---------- RECORDS FOR THE EXERCISE ----------

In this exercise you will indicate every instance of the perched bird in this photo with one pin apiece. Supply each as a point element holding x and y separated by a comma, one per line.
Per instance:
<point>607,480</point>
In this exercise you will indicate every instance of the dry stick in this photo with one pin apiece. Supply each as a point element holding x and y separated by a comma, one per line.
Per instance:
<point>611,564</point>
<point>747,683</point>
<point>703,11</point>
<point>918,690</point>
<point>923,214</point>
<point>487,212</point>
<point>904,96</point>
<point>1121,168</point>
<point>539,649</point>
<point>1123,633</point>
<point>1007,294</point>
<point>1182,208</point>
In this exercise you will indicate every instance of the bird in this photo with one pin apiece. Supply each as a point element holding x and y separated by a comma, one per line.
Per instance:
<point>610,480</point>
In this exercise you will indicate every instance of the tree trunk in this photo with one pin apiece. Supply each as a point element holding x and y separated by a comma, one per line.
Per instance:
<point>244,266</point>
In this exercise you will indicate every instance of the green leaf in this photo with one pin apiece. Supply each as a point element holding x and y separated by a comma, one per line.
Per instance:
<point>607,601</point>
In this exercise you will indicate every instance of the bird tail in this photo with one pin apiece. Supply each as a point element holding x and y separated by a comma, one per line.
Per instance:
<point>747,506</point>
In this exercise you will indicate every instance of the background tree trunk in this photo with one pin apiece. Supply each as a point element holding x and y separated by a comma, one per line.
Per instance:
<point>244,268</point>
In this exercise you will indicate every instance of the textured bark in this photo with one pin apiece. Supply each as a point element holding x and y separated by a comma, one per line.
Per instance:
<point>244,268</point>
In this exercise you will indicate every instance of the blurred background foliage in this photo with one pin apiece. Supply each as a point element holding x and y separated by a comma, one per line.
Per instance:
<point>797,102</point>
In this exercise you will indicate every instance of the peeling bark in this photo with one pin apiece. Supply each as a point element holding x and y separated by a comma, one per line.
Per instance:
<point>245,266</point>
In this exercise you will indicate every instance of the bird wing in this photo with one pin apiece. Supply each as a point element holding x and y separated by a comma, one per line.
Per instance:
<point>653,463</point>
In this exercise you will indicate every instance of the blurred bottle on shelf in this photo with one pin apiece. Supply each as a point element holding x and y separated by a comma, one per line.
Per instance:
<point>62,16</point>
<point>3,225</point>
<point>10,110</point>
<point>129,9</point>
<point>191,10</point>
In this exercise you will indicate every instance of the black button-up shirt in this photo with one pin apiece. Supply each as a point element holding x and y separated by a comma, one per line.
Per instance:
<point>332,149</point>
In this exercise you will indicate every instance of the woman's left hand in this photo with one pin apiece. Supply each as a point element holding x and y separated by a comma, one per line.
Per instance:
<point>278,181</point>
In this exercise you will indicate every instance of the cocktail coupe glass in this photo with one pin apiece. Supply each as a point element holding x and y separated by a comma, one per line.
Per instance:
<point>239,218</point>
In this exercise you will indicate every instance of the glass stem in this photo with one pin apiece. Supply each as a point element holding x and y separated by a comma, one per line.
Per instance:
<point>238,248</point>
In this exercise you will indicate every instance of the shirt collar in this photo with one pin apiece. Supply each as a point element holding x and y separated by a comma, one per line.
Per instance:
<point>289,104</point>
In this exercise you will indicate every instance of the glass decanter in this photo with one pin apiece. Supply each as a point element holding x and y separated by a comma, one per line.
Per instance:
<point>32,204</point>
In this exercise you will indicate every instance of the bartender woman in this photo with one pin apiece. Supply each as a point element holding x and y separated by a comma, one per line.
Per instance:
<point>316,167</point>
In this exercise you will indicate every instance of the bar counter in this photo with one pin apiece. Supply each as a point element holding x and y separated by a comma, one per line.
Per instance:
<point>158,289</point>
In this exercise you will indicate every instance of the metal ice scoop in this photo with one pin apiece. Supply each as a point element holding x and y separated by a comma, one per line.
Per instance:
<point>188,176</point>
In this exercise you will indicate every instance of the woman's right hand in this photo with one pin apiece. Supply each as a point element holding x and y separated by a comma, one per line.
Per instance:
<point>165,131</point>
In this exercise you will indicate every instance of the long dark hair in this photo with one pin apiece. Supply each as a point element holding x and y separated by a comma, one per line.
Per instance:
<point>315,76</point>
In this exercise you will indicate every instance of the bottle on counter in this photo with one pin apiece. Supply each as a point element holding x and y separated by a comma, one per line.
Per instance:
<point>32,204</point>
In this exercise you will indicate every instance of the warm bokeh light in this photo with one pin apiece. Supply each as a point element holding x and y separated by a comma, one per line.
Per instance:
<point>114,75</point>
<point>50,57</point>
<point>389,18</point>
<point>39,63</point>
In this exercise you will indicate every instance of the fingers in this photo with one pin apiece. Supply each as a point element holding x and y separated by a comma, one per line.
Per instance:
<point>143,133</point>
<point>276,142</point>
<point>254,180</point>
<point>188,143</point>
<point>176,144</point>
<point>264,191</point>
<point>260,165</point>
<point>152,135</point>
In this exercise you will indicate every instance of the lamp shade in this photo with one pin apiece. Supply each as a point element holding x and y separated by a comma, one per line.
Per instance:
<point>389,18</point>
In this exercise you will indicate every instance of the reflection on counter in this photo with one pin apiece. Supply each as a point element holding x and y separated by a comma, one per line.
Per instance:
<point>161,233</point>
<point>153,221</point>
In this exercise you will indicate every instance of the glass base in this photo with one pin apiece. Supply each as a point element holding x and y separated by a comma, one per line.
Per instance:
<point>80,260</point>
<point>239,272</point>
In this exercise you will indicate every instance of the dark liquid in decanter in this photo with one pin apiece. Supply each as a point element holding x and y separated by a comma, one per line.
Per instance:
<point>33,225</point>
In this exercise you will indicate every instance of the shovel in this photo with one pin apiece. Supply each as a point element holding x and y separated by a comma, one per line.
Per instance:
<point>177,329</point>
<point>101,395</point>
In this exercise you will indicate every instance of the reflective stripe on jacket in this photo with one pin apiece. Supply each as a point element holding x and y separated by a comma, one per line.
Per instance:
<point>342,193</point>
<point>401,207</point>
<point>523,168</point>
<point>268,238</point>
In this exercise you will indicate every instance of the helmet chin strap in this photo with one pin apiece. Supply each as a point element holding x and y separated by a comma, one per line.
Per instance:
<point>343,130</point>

----------

* _ACTIVITY_: Go through the entries. Report every line that contains the word "hand".

* _FINISHED EXERCISE_:
In this exercise you will indicate every instance of the woman's left hand in this photo with one pin apiece. Supply each as a point element holding x and y separated by a comma, one per line.
In this exercise you will indicate every instance of the woman's right hand in this photo with one pin apiece. Supply each as a point element holding x and y separated by a comma, one per line.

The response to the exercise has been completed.